Lectio divina di Silvano Fausti
27 Ora avvenne: mentre egli diceva questo, alzando la voce una donna della folla gli disse : Beato il grembo che ti portò e le mammelle che succhiasti! 28 Ora egli disse: Beati anzi quanti ascoltano la parola di Dio e (la) custodiscono!
Le folle erano piene di stupore per la parola restituita al muto (v. 14). Una donna è presa da stupore per chi ha generato colui che restituisce la parola, e proclama beata sua madre. Gesù estende tale beatitudine a chiunque lo ascolta.
Come da seminatore divenne il seme (8,11), così ora Gesù che annuncia la Parola diviene la Parola che lo annuncia. Si passa dal tempo di Gesù a quello della chiesa. Essa, nell’ascolto e nella custodia della Parola, si fa contemporanea a lui, attuale all’oggi del Figlio che realizza il regno del Padre. È come Maria, figlia fedele di Sion, che genera nel tempo la parola eterna del Padre da cui è generata come figlia.
Gesù è il centro del tempo. Come nel passato i profeti e i re desideravano lui che doveva venire, così nel futuro tutti i credenti desidereranno lui che è venuto. Egli è la realtà prima attesa e poi compiuta, la realizzazione della Parola che da profezia si è fatta ricordo e racconto.
Gesù è il verbo eterno di Dio, promesso nell’Antico e trasmesso nel Nuovo Testamento. Tutto il passato sboccia in lui, germoglio del tronco antico; tutto il futuro matura in lui, suo frutto pieno. In lui il regno del Padre è aperto a tutti, perché egli fa fiorire sulla bocca di tutti la parola “Abbà”.

ESERCIZIO 1
Restituisci come lista JSON di stringhe le righe dell'elenco qui sotto, una stringa per riga e senza le righe vuote. Parti dalla prima riga dell'elenco e fermati dopo quella che contiene "point(231, 13)", includendola.

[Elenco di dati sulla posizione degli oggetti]
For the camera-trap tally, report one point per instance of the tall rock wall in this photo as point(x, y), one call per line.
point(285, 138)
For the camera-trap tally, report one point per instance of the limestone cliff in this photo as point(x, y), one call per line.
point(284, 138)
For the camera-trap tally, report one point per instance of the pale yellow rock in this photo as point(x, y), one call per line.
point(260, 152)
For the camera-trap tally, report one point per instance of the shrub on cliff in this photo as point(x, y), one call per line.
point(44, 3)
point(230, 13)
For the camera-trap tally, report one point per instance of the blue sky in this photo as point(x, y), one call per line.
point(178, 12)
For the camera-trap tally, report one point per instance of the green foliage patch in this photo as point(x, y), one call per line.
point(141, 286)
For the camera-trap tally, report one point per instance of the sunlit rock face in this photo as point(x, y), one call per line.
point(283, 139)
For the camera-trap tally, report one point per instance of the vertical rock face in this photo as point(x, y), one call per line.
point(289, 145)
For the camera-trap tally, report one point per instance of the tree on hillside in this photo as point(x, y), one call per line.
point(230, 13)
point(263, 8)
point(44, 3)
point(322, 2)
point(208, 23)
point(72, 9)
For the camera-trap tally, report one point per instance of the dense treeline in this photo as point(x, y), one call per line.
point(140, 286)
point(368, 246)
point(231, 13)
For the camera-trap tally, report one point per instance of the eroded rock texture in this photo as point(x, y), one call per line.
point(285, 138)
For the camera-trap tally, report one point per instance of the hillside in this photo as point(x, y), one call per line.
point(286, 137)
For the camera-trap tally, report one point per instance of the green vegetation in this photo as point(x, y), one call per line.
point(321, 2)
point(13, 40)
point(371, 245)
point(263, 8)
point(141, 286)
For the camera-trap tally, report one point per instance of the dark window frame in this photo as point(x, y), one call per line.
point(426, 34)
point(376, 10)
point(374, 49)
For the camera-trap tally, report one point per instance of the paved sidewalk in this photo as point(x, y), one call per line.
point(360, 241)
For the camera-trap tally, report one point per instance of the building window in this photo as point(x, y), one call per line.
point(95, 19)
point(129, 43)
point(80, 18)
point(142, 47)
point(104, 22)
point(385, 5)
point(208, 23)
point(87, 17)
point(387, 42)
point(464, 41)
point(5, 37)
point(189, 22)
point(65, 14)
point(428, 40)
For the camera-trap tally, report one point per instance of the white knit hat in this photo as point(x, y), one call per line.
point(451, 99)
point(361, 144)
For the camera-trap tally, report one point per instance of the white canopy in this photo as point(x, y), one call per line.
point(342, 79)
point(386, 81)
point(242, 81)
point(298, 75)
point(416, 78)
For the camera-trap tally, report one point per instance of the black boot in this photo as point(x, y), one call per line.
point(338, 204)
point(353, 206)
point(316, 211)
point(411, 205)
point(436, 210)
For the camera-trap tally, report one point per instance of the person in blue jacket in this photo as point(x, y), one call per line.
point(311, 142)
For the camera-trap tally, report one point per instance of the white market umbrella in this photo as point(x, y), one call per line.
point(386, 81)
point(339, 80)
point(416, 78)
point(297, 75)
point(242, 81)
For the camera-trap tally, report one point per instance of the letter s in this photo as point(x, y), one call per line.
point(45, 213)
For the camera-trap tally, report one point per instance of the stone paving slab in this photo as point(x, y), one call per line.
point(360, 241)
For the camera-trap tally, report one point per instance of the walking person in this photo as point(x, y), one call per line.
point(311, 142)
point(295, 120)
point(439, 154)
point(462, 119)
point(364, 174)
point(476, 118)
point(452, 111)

ESERCIZIO 2
Scrivi il seguito del commento sulla beatitudine di chi ascolta e custodisce la parola di Dio, cominciando dopo l'ultima frase riportata.

RISPOSTA 1
[
  "For the camera-trap tally, report one point per instance of the tall rock wall in this photo as point(x, y), one call per line.",
  "point(285, 138)",
  "For the camera-trap tally, report one point per instance of the limestone cliff in this photo as point(x, y), one call per line.",
  "point(284, 138)",
  "For the camera-trap tally, report one point per instance of the pale yellow rock in this photo as point(x, y), one call per line.",
  "point(260, 152)",
  "For the camera-trap tally, report one point per instance of the shrub on cliff in this photo as point(x, y), one call per line.",
  "point(44, 3)",
  "point(230, 13)",
  "For the camera-trap tally, report one point per instance of the blue sky in this photo as point(x, y), one call per line.",
  "point(178, 12)",
  "For the camera-trap tally, report one point per instance of the green foliage patch in this photo as point(x, y), one call per line.",
  "point(141, 286)",
  "For the camera-trap tally, report one point per instance of the sunlit rock face in this photo as point(x, y), one call per line.",
  "point(283, 139)",
  "For the camera-trap tally, report one point per instance of the vertical rock face in this photo as point(x, y), one call per line.",
  "point(289, 145)",
  "For the camera-trap tally, report one point per instance of the tree on hillside in this photo as point(x, y), one call per line.",
  "point(230, 13)",
  "point(263, 8)",
  "point(44, 3)",
  "point(322, 2)",
  "point(208, 23)",
  "point(72, 9)",
  "For the camera-trap tally, report one point per instance of the dense treeline in this photo as point(x, y), one call per line.",
  "point(140, 286)",
  "point(368, 246)",
  "point(231, 13)"
]

RISPOSTA 2
Quanto i suoi contemporanei ebbero il privilegio di vedere e di udire, resta ancora a noi accessibile nella parola su di lui. Non siamo svantaggiati nei loro confronti. Infatti, “anche se abbiamo conosciuto Cristo secondo la carne, ora non lo conosciamo più così” (2Cor 5,16). La nuova e vera conoscenza di Gesù è l’ascolto della sua parola.
In questo breve dialogo ci viene indicato il passaggio che la fede deve operare in ciascuno di noi. La donna, invece di invidiare Maria, è chiamata a imitarla: la sua vera realtà di madre di Dio è ascoltare e custodire la Parola (cf. “ascoltare” e “fare” di 8,21).
La generazione del Figlio, che è dall’eternità nell’amore del Padre, avviene nel tempo nell’obbedienza di chi ne ascolta e custodisce la Parola. Questi, mentre genera il Figlio nel tempo, è generato all’eternità come figlio del Padre. L’uomo infatti è generato dalla parola che ascolta, fatto dalla Parola che fa.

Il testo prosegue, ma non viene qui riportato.